Lecture de rando. A propos de Stéphane Hessel et de son Indignez-vous ! Salut à Gaston Cherpillod. Visite à La Pensée sauvage, au Sentier.
À quoi peut bien tenir l’extraordinaire retentissement de la plaquette publiée à la fin de l'an dernier par Stéphane Hessel, intitulée Indignez-vous !, comptant à peine une trentaine de pages, vendue à plus d'un million d'exemplaires et disponible dans toute librairie pour la somme d’une thune ?
Pourquoi ce succès phénoménal, autant en Suisse romande qu’en France, et comment expliquer aussi la violence des réactions que ce manifeste du vieux résistant a suscitées à la fin de l’an dernier, notamment de la part de Sammy Ghozlan, directeur du Bureau national de vigilance contre l’antisémitisme, et de l’historien Pierre-André Taguieff, dont on a pu lire sur Facebook ces propos vifs : « Quand un serpent venimeux est doté de bonne conscience, comme le nommé Hessel, il est compréhensible qu’on ait envie de lui écraser la tête ».
Or je repensais à ce tumulte de mortels, l’autre jour, en remontant les pentes du Mollendruz d’où se découvre la couronne enneigée des Alpes suisses et savoyardes, je me rappelais la dernière belle et grande indignation des peuples asservis de Tunisie et d’Egypte, notre beau pays était comme sculpté par une lumière cristalline, et cependant j’avais encore mal de penser qu’un homme intelligent et cultivé de la trempe d’un Taguieff pût utiliser des termes aussi violents et orduriers, fleurant la vieille rhétorique de toutes les haines, brune ou rouge, contre un homme dont le seul tort est de s’en être pris, dans son bref libelle, à la politique menée par Israël contre les Palestiniens, et plus précisément contre l’opération Plomb durci de fin 2009 à Gaza. Est-il désormais interdit, sous peine de poursuites pénales, de dire ce qu’on pense d’Israël ?
Ce qui est sûr, c’est qu’il serait malhonnête de réduire le manifeste de Stéphane Hessel à ses critiques virulentes contre l’intransigeance d’Israël. « Les Israéliens n’ont pas d’intérêt réel pour la paix. Ils veulent garder les colonies, ils veulent garder l’occupation. C’est ça qui est contraire au droit international, aux Conventions de Genève. Je suis un défenseur acharné du droit international qui est bafoué par Israël », affirme certes Stéphane Hessel. Mais cela n’en fait pas pour autant un défenseur du terrorisme. L’indignation du vieil homme rejoint celle de Sartre, l’un de ses penseurs de référence avec Maurice Merleau-Ponty, qui prenait parti pour les damnés de la terre, et comment ne pas le suivre quand il relève l’hypocrisie de ces Israéliens purs et durs qui taxent de « terrorisme » les pacifistes eux-mêmes manifestant au pied du Mur ? « Pas mal », commente-t-il au passage…
Stéphane Hessel a-t-il raison de prôner le boycott des produits israéliens ? En ce qui me concerne, je ne crois guère à ce genre de gesticulations, mais est-ce cela qui lui vaut l’opprobre voire la censure ? Sûrement pas ! Ce qu’on ne tolère pas, c’est qu’il ose seulement dire ce qu’il pense, et de là à mettre en doute son passé de résistant et de déporté, il n’y aura qu’un pas.

▬▬▬▬▬▬▬▬▬▬

▶ Exercice A: Filtrez les entrées ci-dessous en recopiant chaque ligne qui contient le mot « standing ». La casse compte.

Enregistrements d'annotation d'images
▬▬▬▬▬▬▬▬▬▬

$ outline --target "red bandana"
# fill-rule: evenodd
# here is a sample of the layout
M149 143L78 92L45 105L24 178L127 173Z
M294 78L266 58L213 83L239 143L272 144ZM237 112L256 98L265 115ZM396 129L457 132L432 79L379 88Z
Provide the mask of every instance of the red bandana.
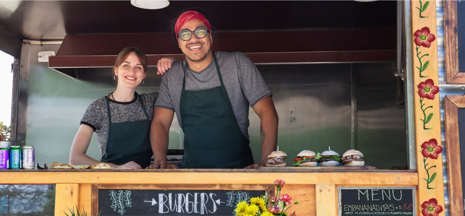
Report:
M176 38L177 40L179 40L178 35L179 34L179 32L181 31L181 27L184 24L187 23L187 22L192 20L199 20L204 23L204 24L206 25L206 28L208 29L208 31L210 31L210 33L211 35L212 26L210 25L210 22L205 17L205 16L195 11L187 11L182 13L178 18L178 20L176 21L176 25L174 25L174 31L176 32Z

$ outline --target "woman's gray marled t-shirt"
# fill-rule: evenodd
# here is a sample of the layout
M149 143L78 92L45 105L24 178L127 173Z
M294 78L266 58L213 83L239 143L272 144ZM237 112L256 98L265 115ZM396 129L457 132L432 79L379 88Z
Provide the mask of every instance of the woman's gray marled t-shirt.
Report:
M244 53L215 52L223 82L232 106L232 110L242 133L249 138L249 105L272 95L255 65ZM159 95L155 107L174 110L182 127L179 101L186 61L176 62L163 75ZM186 90L199 91L221 85L214 61L202 71L194 71L188 66L186 71Z
M120 123L134 121L146 119L142 106L134 93L134 100L129 102L118 102L109 100L112 122ZM158 97L158 92L140 95L144 102L146 111L150 120L153 119L153 105ZM106 149L106 140L108 137L108 113L106 108L106 96L93 102L84 113L81 119L81 124L90 126L97 135L99 147L100 148L100 161L103 159Z

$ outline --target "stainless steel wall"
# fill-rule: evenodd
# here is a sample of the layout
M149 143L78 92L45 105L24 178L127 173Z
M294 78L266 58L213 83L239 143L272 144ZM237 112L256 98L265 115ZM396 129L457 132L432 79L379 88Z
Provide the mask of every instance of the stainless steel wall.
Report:
M68 161L86 109L116 88L110 69L80 70L80 79L73 80L37 61L38 51L57 49L24 44L21 57L18 120L24 123L18 123L18 138L34 146L41 164ZM395 67L395 63L257 65L274 93L279 149L293 158L303 150L322 152L331 146L342 155L356 147L365 155L366 165L405 165L405 114ZM138 92L158 90L161 76L155 70L149 68ZM249 119L251 146L258 161L259 119L251 108ZM169 148L182 148L182 139L174 119ZM100 157L95 135L87 154Z

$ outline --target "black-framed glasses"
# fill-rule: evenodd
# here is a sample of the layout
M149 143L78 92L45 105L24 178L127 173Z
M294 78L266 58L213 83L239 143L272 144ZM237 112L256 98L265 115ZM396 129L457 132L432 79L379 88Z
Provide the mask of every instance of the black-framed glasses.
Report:
M210 31L205 26L199 26L196 28L193 32L191 32L187 29L182 29L179 31L178 37L181 40L187 41L191 39L193 33L195 34L198 38L200 39L205 38L206 36L206 33L209 32Z

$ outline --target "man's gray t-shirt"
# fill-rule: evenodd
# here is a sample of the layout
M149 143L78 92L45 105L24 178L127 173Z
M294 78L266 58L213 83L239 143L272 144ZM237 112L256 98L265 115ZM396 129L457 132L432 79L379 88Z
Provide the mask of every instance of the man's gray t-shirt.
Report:
M272 93L253 63L244 53L215 52L215 54L236 120L242 133L248 139L249 105L253 108L257 102ZM163 75L154 106L174 111L181 128L179 101L185 64L186 61L173 63ZM186 90L199 91L220 85L214 60L200 71L195 71L187 66Z

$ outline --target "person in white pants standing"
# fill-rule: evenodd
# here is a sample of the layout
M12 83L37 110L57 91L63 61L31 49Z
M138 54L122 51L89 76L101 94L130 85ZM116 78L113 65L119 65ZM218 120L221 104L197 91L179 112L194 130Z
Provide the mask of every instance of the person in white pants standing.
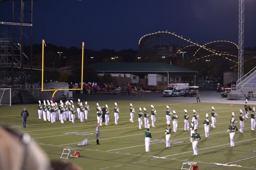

▬▬▬▬▬▬▬▬▬▬

▶ Exercice B: Mettez à jour le texte sur Stéphane Hessel, s'il vous plaît : réécrivez tout le passage depuis « À quoi peut » jusqu'à « d’une thune ? » en remplaçant « plaquette » par « brochure ».

▶ Réponse complète A:
$ outline --target "person in white pants standing"
Provide the mask of every instance of the person in white pants standing.

▶ Réponse complète B:
À quoi peut bien tenir l’extraordinaire retentissement de la brochure publiée à la fin de l'an dernier par Stéphane Hessel, intitulée Indignez-vous !, comptant à peine une trentaine de pages, vendue à plus d'un million d'exemplaires et disponible dans toute librairie pour la somme d’une thune ?